Dataset records:
/---

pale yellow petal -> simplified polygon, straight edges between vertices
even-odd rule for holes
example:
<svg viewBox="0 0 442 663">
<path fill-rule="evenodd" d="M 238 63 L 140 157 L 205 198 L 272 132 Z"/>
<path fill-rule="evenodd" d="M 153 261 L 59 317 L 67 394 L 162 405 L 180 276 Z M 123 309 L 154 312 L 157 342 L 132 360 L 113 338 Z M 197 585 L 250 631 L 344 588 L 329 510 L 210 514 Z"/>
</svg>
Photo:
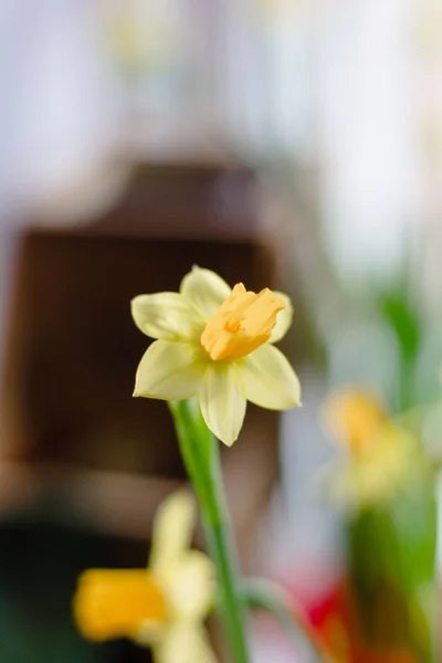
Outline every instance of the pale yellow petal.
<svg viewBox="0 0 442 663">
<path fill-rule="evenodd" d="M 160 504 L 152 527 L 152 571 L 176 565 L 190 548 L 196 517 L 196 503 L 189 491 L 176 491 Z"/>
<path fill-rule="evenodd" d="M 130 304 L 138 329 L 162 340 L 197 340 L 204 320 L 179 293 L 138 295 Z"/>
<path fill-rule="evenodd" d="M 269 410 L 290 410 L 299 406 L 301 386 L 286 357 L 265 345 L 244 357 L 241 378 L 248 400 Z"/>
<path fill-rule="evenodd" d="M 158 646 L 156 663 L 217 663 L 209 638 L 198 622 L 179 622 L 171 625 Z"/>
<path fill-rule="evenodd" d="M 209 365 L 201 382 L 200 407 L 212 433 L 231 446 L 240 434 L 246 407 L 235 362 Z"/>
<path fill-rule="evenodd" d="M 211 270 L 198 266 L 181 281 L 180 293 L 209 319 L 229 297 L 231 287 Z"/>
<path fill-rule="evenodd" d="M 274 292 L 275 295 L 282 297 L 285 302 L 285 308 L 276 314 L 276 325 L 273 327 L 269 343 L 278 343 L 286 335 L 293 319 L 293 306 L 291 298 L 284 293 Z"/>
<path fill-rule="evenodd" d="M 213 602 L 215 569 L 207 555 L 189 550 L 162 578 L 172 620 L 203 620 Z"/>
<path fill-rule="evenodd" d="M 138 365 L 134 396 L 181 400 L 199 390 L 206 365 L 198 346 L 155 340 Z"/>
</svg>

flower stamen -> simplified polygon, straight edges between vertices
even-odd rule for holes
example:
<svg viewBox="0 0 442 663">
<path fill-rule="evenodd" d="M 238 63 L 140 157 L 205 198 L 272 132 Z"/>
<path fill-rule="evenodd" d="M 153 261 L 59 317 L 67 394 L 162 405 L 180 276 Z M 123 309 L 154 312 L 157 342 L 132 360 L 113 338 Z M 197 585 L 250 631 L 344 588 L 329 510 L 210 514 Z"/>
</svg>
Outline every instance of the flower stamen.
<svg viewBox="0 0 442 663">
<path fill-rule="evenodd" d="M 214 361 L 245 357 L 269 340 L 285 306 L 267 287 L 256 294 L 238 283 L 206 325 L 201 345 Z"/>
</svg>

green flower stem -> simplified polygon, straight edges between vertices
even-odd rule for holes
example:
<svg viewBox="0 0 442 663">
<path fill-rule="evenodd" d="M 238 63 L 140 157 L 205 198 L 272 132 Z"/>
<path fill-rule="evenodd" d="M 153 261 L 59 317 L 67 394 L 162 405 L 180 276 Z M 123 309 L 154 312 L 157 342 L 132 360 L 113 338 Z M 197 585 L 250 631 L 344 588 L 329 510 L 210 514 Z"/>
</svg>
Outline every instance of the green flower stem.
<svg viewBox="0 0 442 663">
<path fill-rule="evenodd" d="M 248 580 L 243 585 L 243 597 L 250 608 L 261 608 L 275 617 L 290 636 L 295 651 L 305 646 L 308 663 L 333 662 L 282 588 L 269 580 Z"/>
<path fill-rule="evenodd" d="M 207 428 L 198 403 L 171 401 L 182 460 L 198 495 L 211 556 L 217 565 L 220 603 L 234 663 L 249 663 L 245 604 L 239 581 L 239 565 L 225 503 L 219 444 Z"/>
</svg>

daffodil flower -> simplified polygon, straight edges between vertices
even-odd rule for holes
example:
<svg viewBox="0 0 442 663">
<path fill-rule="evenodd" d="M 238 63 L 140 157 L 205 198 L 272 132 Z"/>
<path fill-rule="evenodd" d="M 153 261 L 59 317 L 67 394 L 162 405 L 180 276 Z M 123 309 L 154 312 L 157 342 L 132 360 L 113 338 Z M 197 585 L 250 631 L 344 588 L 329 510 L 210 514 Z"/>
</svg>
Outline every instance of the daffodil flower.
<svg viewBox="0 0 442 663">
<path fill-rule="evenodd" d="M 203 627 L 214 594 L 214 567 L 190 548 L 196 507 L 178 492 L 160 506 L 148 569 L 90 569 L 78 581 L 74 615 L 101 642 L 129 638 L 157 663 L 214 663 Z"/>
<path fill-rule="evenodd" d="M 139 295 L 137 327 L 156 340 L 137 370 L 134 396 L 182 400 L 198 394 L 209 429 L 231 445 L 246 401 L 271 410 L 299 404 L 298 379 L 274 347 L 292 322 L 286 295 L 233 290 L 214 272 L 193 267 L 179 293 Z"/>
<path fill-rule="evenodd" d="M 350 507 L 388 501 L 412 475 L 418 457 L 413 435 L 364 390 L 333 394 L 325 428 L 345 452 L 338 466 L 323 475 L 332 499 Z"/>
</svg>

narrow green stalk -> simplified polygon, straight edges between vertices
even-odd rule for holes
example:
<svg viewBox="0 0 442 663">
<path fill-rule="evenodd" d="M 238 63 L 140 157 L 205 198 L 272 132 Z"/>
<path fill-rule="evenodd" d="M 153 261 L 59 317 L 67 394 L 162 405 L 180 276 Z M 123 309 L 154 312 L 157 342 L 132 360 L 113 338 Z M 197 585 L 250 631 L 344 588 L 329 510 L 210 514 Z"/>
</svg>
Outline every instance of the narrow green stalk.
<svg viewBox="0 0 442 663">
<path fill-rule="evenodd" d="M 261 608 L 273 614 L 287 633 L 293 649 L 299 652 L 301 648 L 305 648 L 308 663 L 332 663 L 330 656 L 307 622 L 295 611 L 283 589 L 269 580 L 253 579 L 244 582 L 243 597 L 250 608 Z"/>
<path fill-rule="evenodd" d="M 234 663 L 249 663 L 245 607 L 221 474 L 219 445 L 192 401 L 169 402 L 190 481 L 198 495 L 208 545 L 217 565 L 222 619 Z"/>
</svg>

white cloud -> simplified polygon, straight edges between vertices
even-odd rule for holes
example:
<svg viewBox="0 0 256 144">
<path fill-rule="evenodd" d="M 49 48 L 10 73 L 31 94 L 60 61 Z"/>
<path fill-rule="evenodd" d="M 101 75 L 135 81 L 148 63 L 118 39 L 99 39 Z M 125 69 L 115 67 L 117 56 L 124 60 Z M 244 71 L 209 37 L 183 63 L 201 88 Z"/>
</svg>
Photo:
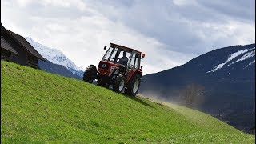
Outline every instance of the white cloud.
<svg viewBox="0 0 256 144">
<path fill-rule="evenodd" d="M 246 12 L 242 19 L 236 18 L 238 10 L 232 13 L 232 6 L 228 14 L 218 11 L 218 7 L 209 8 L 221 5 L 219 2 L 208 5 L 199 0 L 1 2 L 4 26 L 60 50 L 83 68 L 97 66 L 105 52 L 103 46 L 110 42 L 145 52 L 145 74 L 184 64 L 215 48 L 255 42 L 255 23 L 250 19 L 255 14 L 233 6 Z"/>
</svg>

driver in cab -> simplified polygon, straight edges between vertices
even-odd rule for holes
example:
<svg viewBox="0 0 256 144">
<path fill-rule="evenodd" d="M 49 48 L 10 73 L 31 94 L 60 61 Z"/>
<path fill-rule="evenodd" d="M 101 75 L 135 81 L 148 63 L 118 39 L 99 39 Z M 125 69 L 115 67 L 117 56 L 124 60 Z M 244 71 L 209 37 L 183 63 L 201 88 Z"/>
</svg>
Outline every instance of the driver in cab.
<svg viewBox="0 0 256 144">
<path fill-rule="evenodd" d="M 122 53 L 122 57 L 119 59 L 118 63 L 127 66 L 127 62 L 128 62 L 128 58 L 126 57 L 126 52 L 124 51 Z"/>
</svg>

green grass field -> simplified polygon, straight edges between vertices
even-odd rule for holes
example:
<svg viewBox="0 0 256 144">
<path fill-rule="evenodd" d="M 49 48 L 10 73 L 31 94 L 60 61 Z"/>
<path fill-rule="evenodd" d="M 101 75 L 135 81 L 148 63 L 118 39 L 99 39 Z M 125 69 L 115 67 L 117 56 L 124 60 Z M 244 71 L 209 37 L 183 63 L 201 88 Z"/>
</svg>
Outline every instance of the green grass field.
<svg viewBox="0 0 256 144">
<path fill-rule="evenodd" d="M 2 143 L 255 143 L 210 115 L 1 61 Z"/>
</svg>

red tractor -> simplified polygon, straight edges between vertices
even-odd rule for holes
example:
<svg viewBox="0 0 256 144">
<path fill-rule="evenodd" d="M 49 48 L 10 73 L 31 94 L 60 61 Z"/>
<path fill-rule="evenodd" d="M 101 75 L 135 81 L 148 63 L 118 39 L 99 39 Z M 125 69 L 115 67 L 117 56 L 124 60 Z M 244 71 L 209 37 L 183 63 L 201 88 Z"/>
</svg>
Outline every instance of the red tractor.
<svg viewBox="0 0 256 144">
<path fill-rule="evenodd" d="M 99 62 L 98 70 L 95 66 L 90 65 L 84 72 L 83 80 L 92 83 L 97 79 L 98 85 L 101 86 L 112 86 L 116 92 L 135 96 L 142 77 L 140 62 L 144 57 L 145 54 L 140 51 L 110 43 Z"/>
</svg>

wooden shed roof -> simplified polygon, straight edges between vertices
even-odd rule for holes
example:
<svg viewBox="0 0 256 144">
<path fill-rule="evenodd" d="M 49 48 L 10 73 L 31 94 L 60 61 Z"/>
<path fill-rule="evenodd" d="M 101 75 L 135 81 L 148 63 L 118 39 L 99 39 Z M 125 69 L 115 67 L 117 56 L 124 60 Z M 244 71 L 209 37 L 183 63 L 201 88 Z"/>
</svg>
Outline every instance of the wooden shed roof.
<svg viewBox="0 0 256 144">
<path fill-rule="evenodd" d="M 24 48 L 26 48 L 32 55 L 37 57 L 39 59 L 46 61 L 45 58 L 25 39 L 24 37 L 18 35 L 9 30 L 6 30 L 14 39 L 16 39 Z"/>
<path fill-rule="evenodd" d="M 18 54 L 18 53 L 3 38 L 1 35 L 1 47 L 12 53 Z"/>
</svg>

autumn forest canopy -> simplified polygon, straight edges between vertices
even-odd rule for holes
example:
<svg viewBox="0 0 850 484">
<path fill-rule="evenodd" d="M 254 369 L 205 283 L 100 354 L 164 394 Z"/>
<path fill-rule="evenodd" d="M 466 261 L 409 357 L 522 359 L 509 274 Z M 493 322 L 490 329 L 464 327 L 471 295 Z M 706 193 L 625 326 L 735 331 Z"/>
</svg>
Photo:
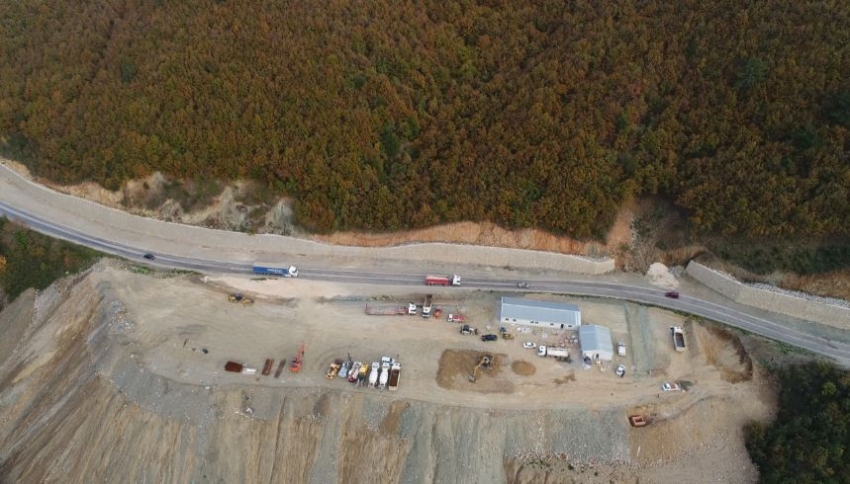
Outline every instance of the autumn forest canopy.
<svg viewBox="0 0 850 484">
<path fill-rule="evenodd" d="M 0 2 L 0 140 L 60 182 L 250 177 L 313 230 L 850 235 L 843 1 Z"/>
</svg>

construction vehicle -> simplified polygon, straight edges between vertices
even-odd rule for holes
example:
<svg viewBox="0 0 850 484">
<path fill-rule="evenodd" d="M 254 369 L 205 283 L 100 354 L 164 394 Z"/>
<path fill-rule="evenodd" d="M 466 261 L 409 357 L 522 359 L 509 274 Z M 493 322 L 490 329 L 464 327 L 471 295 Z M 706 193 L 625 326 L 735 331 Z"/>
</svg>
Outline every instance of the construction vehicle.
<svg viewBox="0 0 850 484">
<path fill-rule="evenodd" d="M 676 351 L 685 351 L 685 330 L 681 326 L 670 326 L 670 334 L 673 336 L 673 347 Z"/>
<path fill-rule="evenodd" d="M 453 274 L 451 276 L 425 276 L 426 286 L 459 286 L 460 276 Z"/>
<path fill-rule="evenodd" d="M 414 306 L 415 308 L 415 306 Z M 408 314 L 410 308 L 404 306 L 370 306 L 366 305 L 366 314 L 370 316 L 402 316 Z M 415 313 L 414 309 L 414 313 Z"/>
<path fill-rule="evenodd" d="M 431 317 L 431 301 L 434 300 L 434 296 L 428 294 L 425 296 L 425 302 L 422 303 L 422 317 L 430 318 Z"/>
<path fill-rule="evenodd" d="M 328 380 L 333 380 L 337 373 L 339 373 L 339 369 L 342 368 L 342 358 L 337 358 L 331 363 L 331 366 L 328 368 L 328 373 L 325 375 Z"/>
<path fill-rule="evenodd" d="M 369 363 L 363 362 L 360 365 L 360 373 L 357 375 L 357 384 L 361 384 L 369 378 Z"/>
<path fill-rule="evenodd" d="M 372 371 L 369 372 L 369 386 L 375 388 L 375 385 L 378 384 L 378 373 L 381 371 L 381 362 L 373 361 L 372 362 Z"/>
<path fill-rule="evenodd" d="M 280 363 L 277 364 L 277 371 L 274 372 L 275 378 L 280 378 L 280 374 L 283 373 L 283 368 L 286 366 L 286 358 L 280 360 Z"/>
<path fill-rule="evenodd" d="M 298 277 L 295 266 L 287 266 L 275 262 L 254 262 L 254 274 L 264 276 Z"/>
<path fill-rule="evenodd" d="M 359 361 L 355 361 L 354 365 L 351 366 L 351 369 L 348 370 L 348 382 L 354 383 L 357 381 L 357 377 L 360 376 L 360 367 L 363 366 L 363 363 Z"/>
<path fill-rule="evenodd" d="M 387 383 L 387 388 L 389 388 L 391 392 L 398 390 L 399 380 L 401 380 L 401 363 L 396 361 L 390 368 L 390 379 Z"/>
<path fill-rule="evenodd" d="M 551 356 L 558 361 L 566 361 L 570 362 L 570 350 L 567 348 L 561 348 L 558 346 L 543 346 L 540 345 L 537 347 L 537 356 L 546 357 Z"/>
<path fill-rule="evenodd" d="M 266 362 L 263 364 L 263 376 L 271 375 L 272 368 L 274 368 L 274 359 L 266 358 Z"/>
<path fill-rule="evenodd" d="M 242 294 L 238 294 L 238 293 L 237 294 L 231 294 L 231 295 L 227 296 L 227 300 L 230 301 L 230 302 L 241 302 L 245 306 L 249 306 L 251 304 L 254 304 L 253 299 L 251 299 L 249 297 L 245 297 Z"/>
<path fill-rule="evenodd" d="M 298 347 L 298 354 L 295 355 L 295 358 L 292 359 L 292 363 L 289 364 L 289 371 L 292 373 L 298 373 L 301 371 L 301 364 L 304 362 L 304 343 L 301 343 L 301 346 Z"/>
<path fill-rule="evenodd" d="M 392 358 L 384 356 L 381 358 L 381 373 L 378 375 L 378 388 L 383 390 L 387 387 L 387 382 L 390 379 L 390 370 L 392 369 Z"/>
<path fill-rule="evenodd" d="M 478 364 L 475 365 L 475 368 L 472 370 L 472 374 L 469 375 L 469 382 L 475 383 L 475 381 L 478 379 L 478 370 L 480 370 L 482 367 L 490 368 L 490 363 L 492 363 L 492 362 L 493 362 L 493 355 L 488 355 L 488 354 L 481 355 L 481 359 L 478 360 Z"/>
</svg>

\---

YOUR GOAL>
Duplicate the lines of the rows from the line containing "construction vehicle ->" up to and including the line containing "328 380 L 333".

COMPLETE RESPONSE>
construction vehicle -> simplified polygon, straight edges between vertices
even-odd rule for holes
example:
<svg viewBox="0 0 850 484">
<path fill-rule="evenodd" d="M 254 369 L 205 283 L 100 354 L 164 394 Z"/>
<path fill-rule="evenodd" d="M 466 261 L 409 357 L 522 359 L 509 274 Z M 493 322 L 490 329 L 464 327 L 471 295 Z M 706 193 L 625 326 L 735 331 Z"/>
</svg>
Outline every instance of the construction vehicle.
<svg viewBox="0 0 850 484">
<path fill-rule="evenodd" d="M 676 351 L 685 351 L 685 330 L 681 326 L 670 326 L 670 334 L 673 336 L 673 347 Z"/>
<path fill-rule="evenodd" d="M 453 274 L 451 276 L 425 276 L 426 286 L 459 286 L 460 276 Z"/>
<path fill-rule="evenodd" d="M 414 306 L 415 308 L 415 306 Z M 408 314 L 410 308 L 404 306 L 370 306 L 366 305 L 366 314 L 370 316 L 402 316 Z M 415 313 L 414 309 L 414 313 Z"/>
<path fill-rule="evenodd" d="M 431 317 L 431 301 L 434 300 L 434 296 L 428 294 L 425 296 L 425 302 L 422 303 L 422 317 L 430 318 Z"/>
<path fill-rule="evenodd" d="M 328 380 L 333 380 L 337 373 L 339 373 L 339 369 L 342 368 L 342 358 L 337 358 L 331 363 L 331 366 L 328 368 L 328 373 L 325 375 Z"/>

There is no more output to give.